Given records section start

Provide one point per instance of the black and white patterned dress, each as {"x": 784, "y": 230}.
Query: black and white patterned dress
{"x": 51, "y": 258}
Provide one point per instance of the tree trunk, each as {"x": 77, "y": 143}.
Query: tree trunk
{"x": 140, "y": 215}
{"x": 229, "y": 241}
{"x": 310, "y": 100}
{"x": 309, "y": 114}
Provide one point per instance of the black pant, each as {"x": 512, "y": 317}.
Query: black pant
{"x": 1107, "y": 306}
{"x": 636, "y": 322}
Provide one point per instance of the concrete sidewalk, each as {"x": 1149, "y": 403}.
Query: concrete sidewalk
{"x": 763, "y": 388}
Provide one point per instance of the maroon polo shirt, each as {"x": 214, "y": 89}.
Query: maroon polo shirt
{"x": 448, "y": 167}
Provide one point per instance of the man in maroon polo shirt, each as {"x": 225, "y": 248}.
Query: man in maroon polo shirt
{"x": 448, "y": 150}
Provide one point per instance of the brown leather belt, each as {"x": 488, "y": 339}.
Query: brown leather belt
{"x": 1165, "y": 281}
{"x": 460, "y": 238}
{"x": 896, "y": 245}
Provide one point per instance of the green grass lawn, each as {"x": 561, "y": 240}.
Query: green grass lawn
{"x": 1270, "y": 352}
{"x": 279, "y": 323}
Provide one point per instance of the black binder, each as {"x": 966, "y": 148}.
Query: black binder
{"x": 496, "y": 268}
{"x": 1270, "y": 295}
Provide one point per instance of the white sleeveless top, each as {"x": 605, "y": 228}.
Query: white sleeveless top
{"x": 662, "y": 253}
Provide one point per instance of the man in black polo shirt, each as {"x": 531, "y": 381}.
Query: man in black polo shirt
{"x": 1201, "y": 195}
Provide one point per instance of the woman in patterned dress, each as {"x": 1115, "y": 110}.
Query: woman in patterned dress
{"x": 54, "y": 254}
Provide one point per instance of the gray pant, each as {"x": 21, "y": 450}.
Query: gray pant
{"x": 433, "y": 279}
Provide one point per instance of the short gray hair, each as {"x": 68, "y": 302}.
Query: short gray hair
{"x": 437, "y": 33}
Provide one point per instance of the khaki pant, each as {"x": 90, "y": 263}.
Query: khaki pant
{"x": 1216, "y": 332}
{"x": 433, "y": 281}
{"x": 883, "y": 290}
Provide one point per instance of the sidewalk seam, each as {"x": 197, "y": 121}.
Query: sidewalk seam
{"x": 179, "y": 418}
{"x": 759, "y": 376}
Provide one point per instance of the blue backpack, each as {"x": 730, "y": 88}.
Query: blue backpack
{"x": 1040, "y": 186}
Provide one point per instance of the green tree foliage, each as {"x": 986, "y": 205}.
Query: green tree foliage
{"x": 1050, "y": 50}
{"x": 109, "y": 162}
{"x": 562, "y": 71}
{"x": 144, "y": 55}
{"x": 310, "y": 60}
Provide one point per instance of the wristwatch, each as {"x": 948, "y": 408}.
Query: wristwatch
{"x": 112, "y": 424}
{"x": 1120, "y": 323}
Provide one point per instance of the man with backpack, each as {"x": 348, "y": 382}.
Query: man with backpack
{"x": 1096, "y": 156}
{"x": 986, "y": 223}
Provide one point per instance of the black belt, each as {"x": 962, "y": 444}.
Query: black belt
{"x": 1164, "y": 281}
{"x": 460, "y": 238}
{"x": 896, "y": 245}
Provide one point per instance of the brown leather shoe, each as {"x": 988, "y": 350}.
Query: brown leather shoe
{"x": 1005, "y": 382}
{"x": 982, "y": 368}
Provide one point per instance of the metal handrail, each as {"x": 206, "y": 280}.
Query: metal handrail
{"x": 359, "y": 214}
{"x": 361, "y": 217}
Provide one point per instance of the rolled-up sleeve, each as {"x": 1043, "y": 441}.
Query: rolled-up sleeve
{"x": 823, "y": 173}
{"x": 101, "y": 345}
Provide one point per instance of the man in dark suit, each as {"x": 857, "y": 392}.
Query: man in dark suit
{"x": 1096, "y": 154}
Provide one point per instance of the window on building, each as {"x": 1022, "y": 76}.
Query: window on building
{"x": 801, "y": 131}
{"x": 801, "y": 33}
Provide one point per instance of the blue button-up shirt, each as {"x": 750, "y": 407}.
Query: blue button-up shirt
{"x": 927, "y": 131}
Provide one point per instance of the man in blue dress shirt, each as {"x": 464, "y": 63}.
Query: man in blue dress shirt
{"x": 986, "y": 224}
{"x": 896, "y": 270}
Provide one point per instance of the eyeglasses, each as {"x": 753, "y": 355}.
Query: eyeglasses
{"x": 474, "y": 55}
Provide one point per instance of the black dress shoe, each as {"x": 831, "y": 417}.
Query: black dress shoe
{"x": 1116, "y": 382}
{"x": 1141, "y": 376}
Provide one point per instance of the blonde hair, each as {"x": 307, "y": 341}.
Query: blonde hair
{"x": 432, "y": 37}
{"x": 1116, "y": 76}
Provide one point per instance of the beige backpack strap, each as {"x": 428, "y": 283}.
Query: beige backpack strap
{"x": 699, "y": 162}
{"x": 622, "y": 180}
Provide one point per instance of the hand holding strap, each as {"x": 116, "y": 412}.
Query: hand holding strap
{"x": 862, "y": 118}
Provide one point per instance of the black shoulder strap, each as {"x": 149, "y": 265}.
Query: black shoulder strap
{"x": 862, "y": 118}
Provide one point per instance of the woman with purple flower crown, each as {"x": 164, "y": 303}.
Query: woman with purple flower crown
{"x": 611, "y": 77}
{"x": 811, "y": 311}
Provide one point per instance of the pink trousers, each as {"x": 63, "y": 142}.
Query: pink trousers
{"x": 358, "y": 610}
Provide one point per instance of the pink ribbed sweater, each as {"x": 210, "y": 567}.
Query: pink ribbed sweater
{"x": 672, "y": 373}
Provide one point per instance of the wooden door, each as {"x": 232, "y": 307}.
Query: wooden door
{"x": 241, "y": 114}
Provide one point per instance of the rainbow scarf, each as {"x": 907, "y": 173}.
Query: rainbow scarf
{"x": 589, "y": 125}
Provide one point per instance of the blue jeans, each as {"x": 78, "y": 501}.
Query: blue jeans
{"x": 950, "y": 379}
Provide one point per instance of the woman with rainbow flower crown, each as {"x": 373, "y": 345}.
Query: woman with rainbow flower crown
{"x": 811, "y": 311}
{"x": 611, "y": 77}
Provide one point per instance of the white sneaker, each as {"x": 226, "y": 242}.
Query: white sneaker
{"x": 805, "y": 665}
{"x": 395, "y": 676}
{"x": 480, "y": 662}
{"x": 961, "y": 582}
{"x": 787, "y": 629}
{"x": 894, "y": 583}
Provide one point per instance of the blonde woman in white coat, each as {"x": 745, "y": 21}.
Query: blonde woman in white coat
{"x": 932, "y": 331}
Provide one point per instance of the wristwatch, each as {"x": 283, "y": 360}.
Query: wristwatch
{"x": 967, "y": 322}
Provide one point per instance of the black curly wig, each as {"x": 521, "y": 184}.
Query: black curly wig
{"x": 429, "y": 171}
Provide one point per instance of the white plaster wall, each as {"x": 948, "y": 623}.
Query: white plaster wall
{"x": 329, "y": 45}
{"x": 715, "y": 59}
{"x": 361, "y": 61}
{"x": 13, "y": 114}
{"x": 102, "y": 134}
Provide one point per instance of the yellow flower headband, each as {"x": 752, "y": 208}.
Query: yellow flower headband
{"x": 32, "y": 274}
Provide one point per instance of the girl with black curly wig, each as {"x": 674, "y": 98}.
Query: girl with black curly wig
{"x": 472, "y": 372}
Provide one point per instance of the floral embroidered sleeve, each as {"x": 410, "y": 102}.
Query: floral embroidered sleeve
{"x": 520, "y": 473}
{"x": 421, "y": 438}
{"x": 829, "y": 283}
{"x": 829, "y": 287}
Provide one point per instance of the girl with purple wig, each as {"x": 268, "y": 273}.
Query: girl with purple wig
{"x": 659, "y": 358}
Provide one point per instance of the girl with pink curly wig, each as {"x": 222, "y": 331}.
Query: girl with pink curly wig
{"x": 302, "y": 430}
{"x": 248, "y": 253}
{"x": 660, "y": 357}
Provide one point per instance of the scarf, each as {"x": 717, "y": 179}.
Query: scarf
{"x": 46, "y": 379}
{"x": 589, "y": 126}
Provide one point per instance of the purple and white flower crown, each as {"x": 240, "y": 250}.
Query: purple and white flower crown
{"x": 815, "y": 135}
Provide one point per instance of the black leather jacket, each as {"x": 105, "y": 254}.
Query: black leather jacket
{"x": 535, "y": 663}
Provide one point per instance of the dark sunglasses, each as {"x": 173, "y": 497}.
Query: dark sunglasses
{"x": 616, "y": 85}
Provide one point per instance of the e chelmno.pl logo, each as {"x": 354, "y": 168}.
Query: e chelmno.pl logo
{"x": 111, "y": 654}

Given records section end

▶ [Task directions] Where the listing above reaches the line that contains "Query: blue button-up shirt", start retyping, and finish with the line that contains "Provide one point per instance of the beige"; reproduce those lines exactly and no others.

▶ [Solution to this problem]
Query: blue button-up shirt
{"x": 927, "y": 131}
Provide one point per instance of the man in blue dress shirt, each as {"x": 464, "y": 63}.
Query: man in blue dress shirt
{"x": 986, "y": 224}
{"x": 896, "y": 270}
Provide one point per instance of the eyeglasses, each as {"x": 753, "y": 355}.
Query: eyeglasses
{"x": 474, "y": 55}
Provide one point per instance of the black dress shoe, each as {"x": 831, "y": 417}.
Query: black dress shoe
{"x": 1116, "y": 382}
{"x": 1141, "y": 376}
Provide one point per instance of the blonde hair, each as {"x": 307, "y": 341}.
Query: blonde hair
{"x": 432, "y": 37}
{"x": 1116, "y": 76}
Provide one point per instance of the beige backpack strap, each as {"x": 428, "y": 283}.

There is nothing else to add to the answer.